* [Exercise]: Swap "taillight" for "rear lamp" in the entries that run from the line with "Trace the outline of every instance of the dark" through the end of the entries, and write those lines out again with nothing else changed. Leave the pictures out.

* [Records provided]:

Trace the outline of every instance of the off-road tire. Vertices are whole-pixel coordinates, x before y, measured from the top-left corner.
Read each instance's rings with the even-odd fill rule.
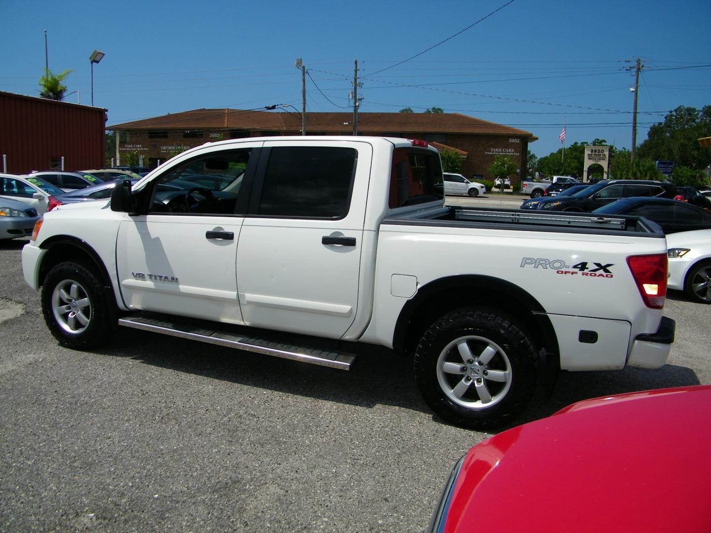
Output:
[[[115,328],[109,301],[98,276],[73,262],[55,265],[42,285],[42,313],[60,344],[87,350],[105,343]]]
[[[535,390],[538,356],[529,338],[518,319],[493,308],[464,307],[443,316],[415,351],[415,379],[424,401],[456,426],[486,429],[509,423]]]

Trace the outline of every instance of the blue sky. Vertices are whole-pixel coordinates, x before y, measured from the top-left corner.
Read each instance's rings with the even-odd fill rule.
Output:
[[[1,0],[0,90],[39,94],[47,30],[50,69],[72,69],[68,102],[90,104],[89,55],[106,54],[94,104],[109,125],[201,107],[300,109],[297,58],[307,111],[348,110],[358,60],[360,111],[437,106],[531,131],[539,157],[560,147],[564,121],[566,146],[629,148],[626,69],[638,55],[638,142],[669,110],[711,104],[709,0],[508,1]]]

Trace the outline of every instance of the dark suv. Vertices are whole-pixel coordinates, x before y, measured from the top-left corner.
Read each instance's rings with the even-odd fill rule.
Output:
[[[676,188],[665,181],[653,180],[603,180],[568,196],[540,204],[540,208],[554,211],[589,212],[598,208],[630,196],[673,198]]]

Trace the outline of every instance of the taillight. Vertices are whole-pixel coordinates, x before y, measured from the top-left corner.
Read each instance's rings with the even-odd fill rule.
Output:
[[[44,217],[40,217],[40,220],[35,222],[35,227],[32,230],[32,240],[37,240],[37,235],[40,232],[40,228],[42,227],[43,222],[44,222]]]
[[[627,264],[647,307],[661,309],[666,297],[666,254],[632,255]]]
[[[58,205],[61,205],[62,203],[54,198],[54,196],[49,197],[49,203],[47,204],[47,210],[51,211],[53,209],[56,208]]]

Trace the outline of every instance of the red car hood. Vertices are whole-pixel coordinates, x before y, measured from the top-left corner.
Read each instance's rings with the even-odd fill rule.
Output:
[[[469,450],[445,532],[711,531],[711,386],[579,402]]]

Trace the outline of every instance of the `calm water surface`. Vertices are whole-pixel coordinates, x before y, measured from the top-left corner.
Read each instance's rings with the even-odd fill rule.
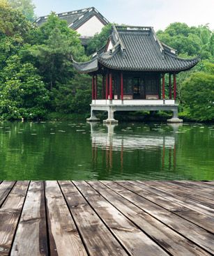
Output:
[[[0,123],[0,180],[214,180],[214,125]]]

* [Solved problem]:
Trace the outline of every instance of the dark suv. Vertices are whole-pixel coordinates, x before y, measured from the top-left corner.
Read each instance's rings with the even-odd fill rule.
Output:
[[[676,188],[665,181],[653,180],[603,180],[568,196],[540,204],[540,208],[554,211],[589,212],[598,208],[630,196],[673,198]]]

Trace the outline of every instance of the rear lamp. Vertices are whole-pixel coordinates, x before y, measured from the top-left corner.
Read each instance's rings with the even-odd fill rule.
Output:
[[[44,217],[40,217],[40,220],[35,222],[35,227],[32,230],[32,240],[37,240],[37,235],[40,232],[40,228],[42,227],[43,222],[44,222]]]
[[[627,264],[647,307],[661,309],[666,297],[666,254],[632,255]]]
[[[58,205],[61,205],[62,203],[54,198],[54,196],[49,197],[49,203],[47,204],[47,210],[51,211],[53,209],[56,208]]]

Trace the outline of every instance of the red car hood. Vertices are whole-pixel coordinates, x before y, measured from the top-left corner.
Read each instance's rings with the even-odd fill rule.
Output:
[[[469,450],[445,532],[711,531],[711,386],[579,402]]]

Trace the outline of every instance of the `calm water surface`. Vertices are whole-pixel coordinates, x before y, measured from the top-left corner.
Read each instance's rings with the even-odd fill rule.
Output:
[[[0,123],[0,180],[214,180],[214,125]]]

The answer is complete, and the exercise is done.